From the line that includes "notation: point(1063, 122)." to the last line of the records, inclusive, repeat each line exactly.

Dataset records
◇ ◇ ◇
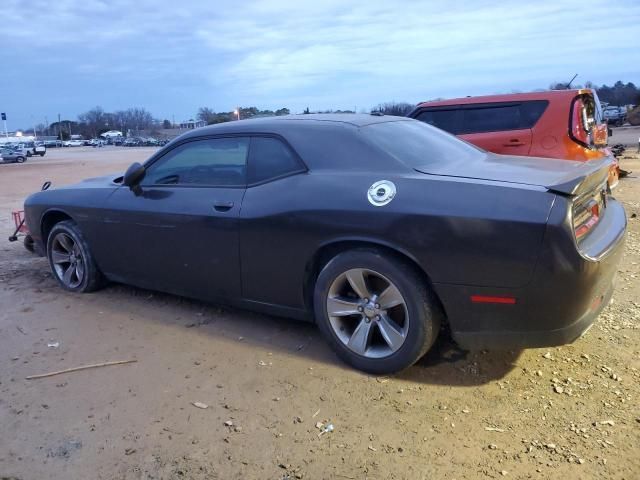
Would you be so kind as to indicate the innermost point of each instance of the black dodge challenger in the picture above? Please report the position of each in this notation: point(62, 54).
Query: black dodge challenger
point(380, 229)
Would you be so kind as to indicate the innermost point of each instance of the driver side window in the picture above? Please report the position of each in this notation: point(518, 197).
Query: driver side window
point(208, 162)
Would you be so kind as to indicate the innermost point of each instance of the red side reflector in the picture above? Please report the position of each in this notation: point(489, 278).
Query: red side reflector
point(488, 299)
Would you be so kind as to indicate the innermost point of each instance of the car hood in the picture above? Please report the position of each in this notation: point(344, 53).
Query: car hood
point(562, 176)
point(113, 180)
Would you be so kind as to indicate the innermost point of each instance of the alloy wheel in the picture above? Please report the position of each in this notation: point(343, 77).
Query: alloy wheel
point(68, 260)
point(368, 313)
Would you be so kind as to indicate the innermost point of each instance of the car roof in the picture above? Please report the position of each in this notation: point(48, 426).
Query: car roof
point(509, 97)
point(275, 124)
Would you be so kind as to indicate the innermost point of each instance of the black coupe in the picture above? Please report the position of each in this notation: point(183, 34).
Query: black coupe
point(382, 230)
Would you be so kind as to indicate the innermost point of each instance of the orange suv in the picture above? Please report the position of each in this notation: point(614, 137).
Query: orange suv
point(565, 124)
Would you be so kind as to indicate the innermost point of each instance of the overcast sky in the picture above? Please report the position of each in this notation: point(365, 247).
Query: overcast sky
point(67, 56)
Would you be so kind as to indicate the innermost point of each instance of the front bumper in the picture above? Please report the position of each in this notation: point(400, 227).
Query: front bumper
point(569, 289)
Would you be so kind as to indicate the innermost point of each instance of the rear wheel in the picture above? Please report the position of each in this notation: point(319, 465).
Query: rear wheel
point(70, 259)
point(375, 310)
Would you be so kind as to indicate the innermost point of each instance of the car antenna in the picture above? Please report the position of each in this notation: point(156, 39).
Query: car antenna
point(571, 81)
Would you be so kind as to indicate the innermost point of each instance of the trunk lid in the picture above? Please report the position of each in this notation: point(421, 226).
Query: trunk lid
point(560, 176)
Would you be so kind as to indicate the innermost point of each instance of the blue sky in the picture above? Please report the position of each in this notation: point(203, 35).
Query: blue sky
point(67, 56)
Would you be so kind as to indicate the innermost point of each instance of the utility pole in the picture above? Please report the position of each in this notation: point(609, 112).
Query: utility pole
point(4, 119)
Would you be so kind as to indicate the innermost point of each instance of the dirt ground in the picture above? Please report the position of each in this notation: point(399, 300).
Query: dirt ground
point(569, 412)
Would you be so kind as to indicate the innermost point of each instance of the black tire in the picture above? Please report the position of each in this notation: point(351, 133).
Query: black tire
point(92, 278)
point(424, 314)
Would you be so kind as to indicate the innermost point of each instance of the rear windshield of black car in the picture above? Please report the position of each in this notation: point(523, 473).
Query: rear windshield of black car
point(418, 145)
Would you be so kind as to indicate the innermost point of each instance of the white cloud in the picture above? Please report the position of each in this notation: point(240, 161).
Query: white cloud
point(333, 53)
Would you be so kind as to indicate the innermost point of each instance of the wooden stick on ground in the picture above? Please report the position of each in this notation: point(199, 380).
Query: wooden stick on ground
point(75, 369)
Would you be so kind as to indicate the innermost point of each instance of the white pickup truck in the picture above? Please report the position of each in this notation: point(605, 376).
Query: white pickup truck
point(33, 148)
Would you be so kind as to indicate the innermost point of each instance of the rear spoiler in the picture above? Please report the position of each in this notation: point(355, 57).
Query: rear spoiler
point(594, 173)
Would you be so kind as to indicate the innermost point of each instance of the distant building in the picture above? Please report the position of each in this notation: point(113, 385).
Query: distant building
point(191, 124)
point(111, 134)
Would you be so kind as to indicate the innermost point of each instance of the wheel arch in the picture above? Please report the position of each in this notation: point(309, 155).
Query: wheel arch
point(330, 249)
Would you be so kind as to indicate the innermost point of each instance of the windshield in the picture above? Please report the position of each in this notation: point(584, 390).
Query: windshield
point(418, 145)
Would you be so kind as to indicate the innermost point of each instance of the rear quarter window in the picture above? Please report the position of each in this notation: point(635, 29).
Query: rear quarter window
point(270, 158)
point(484, 118)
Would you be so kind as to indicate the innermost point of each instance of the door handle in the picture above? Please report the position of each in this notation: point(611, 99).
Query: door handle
point(222, 206)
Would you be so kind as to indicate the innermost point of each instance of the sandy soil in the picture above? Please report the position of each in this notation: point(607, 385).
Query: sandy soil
point(569, 412)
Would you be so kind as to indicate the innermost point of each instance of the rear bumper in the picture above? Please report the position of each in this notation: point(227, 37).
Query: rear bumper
point(569, 289)
point(533, 339)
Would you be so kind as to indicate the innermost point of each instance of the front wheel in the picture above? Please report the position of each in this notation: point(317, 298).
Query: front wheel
point(71, 260)
point(375, 310)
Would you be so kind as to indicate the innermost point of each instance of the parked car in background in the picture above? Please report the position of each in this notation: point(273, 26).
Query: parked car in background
point(11, 155)
point(379, 229)
point(564, 124)
point(615, 115)
point(39, 148)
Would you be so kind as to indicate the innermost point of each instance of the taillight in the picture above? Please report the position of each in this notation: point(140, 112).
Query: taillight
point(580, 126)
point(587, 212)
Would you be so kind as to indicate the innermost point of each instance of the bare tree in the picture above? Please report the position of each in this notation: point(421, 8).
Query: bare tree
point(400, 109)
point(206, 114)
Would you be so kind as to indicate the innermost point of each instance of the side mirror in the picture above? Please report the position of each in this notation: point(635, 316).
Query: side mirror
point(133, 176)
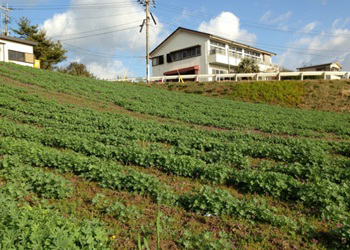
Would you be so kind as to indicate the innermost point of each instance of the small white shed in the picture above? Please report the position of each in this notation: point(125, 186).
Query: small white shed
point(17, 51)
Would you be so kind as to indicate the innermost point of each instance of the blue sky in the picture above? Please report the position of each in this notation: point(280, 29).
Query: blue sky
point(104, 34)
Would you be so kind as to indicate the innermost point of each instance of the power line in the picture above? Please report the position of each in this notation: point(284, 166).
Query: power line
point(77, 6)
point(88, 18)
point(99, 53)
point(171, 8)
point(90, 31)
point(100, 34)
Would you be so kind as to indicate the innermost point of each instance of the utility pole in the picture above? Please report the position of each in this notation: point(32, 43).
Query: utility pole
point(146, 3)
point(7, 18)
point(148, 69)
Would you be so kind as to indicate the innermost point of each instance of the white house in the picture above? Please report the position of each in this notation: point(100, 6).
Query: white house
point(17, 51)
point(332, 66)
point(191, 52)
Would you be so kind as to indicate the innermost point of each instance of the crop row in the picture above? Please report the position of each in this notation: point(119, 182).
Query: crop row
point(190, 108)
point(232, 153)
point(44, 184)
point(26, 227)
point(108, 176)
point(329, 198)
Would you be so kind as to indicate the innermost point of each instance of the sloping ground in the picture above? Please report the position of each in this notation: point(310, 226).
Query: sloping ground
point(329, 95)
point(92, 164)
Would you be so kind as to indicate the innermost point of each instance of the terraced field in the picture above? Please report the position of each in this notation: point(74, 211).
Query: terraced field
point(97, 165)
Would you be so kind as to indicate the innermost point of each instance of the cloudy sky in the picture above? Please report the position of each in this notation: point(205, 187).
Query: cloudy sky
point(104, 34)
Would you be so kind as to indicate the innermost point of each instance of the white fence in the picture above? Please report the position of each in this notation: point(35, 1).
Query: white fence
point(251, 76)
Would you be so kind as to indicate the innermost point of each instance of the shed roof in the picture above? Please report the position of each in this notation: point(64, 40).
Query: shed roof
point(17, 40)
point(210, 36)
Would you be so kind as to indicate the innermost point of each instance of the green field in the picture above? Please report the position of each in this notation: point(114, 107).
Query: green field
point(87, 164)
point(326, 95)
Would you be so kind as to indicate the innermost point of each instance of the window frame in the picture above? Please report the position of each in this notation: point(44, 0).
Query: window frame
point(158, 60)
point(17, 59)
point(189, 52)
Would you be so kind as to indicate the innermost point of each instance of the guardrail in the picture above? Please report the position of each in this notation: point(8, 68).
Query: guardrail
point(236, 77)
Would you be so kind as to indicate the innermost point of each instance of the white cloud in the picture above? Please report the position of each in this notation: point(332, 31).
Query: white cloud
point(309, 27)
point(120, 23)
point(280, 21)
point(109, 71)
point(227, 25)
point(266, 17)
point(323, 48)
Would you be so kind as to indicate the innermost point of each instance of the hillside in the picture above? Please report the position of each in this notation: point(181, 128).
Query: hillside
point(329, 95)
point(97, 165)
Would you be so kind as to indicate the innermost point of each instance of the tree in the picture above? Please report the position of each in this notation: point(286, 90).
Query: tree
point(247, 65)
point(47, 51)
point(76, 69)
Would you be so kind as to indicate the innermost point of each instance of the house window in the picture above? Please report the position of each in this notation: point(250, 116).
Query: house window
point(159, 60)
point(16, 56)
point(253, 55)
point(235, 51)
point(184, 54)
point(218, 71)
point(217, 48)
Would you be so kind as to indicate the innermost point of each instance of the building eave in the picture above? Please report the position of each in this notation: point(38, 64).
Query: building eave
point(321, 65)
point(18, 40)
point(210, 36)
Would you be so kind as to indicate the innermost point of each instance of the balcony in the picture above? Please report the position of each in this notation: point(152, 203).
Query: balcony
point(219, 57)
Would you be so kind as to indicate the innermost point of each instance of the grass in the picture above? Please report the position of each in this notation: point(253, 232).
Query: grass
point(133, 220)
point(328, 95)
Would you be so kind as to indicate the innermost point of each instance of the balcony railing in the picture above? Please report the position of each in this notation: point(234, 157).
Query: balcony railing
point(218, 51)
point(235, 54)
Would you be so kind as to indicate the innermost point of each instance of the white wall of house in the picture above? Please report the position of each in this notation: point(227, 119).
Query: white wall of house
point(208, 60)
point(6, 46)
point(178, 41)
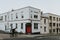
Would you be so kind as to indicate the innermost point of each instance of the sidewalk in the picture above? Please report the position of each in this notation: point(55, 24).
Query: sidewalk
point(4, 36)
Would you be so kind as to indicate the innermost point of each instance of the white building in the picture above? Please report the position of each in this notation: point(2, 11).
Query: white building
point(26, 20)
point(44, 26)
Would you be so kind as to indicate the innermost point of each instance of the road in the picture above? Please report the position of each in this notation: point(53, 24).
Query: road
point(36, 38)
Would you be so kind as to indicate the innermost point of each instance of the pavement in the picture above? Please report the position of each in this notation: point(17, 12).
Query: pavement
point(5, 36)
point(28, 37)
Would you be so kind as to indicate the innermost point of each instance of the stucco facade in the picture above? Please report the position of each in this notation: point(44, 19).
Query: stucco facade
point(20, 18)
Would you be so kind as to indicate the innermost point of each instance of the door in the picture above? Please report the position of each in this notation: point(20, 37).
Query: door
point(28, 29)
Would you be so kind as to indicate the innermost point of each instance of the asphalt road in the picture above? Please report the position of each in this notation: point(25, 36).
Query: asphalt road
point(37, 38)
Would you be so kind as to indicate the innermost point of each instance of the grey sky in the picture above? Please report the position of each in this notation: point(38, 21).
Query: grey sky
point(52, 6)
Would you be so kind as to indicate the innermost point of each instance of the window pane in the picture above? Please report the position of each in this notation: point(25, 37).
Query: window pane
point(35, 25)
point(35, 16)
point(21, 25)
point(44, 29)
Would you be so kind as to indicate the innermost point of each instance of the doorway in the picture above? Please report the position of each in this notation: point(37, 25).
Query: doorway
point(28, 28)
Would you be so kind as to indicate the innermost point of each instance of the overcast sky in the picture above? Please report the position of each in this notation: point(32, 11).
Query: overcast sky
point(51, 6)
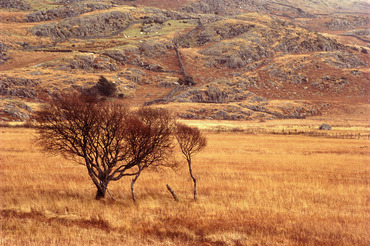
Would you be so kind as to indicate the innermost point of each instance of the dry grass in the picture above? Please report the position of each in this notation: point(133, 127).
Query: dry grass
point(265, 190)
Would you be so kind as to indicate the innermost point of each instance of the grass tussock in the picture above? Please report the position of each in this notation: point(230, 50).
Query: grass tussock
point(253, 189)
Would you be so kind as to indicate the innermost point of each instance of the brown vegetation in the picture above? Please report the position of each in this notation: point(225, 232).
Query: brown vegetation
point(254, 189)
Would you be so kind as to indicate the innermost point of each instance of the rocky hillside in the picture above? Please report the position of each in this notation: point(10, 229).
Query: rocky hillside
point(234, 59)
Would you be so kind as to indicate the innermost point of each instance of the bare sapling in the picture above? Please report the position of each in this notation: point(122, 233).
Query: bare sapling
point(191, 142)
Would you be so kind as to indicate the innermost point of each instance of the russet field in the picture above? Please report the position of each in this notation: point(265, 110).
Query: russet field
point(258, 189)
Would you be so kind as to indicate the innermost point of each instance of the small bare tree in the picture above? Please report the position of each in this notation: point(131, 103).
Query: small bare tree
point(109, 139)
point(155, 128)
point(191, 141)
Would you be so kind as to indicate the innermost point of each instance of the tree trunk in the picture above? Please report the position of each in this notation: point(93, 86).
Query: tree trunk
point(100, 193)
point(194, 180)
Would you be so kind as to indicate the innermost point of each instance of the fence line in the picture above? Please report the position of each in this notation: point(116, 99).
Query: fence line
point(311, 133)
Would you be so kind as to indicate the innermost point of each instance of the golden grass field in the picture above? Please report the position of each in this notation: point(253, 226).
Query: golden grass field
point(253, 190)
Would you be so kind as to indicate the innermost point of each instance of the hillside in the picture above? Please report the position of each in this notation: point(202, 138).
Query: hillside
point(233, 59)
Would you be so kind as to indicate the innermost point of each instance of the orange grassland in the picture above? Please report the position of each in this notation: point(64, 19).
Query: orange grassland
point(253, 190)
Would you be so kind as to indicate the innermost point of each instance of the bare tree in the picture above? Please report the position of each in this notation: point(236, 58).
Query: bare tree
point(191, 141)
point(156, 139)
point(107, 138)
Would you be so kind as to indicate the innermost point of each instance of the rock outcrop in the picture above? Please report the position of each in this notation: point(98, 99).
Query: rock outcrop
point(19, 87)
point(70, 10)
point(14, 4)
point(91, 26)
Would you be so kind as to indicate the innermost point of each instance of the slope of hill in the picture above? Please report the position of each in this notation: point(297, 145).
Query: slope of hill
point(234, 59)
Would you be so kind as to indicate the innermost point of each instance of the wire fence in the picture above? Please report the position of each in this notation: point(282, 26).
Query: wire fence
point(311, 133)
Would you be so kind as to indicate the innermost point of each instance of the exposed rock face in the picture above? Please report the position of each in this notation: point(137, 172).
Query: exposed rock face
point(238, 43)
point(92, 26)
point(15, 4)
point(18, 87)
point(229, 7)
point(342, 60)
point(71, 10)
point(346, 23)
point(325, 127)
point(89, 63)
point(331, 83)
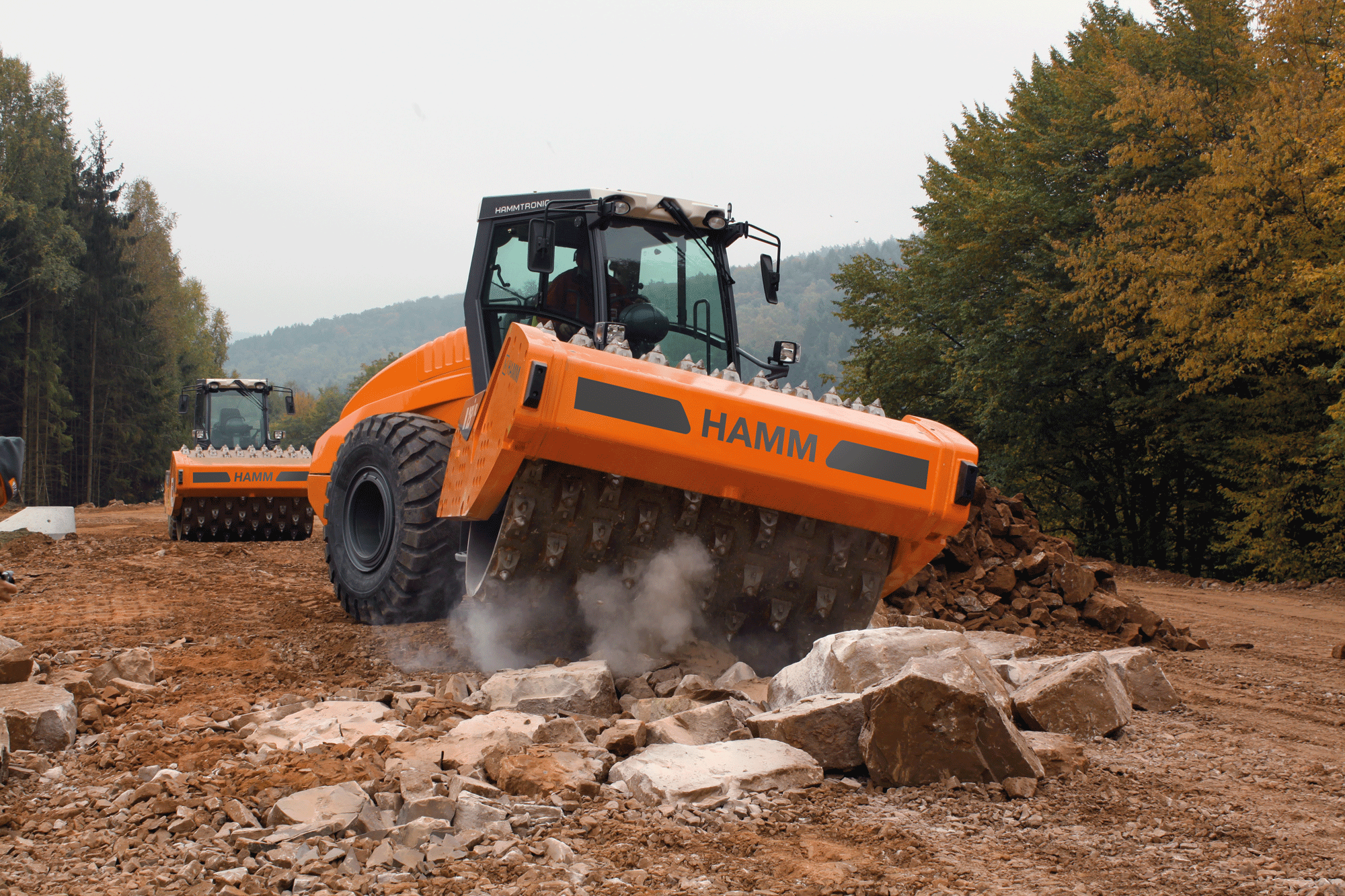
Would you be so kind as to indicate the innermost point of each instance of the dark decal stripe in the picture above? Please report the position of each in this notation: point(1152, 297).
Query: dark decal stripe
point(879, 463)
point(631, 405)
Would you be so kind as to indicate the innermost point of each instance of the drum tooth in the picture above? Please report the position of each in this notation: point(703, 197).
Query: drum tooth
point(506, 559)
point(645, 528)
point(840, 551)
point(766, 533)
point(532, 474)
point(827, 600)
point(753, 580)
point(611, 495)
point(570, 498)
point(520, 513)
point(723, 541)
point(879, 546)
point(598, 541)
point(872, 584)
point(691, 510)
point(556, 544)
point(630, 572)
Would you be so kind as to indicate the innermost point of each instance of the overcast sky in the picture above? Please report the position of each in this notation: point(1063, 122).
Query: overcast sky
point(332, 158)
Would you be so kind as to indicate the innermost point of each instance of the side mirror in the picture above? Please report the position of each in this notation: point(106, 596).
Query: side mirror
point(541, 245)
point(785, 353)
point(770, 280)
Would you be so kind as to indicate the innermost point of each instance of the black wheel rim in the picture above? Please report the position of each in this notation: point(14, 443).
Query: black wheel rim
point(369, 520)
◇ ◇ ◇
Finished answer:
Would you be so kind as to indicate the innermost point of each instance of the overcast sky in the picture above? Please report the position of each in this notation: point(1063, 122).
Query: overcast sky
point(332, 158)
Would you be so kind as to indicate the innermost point of each instance of the side mirror in the picture above? Please report the position of each in this notation: point(106, 596).
Query: side mirror
point(541, 245)
point(785, 353)
point(770, 280)
Would you be so kind as to indicate the innermost point of each instance of the black wheel rim in the picture above? Please report the position of each in this notation: point(14, 443).
Query: black wheel rim
point(369, 520)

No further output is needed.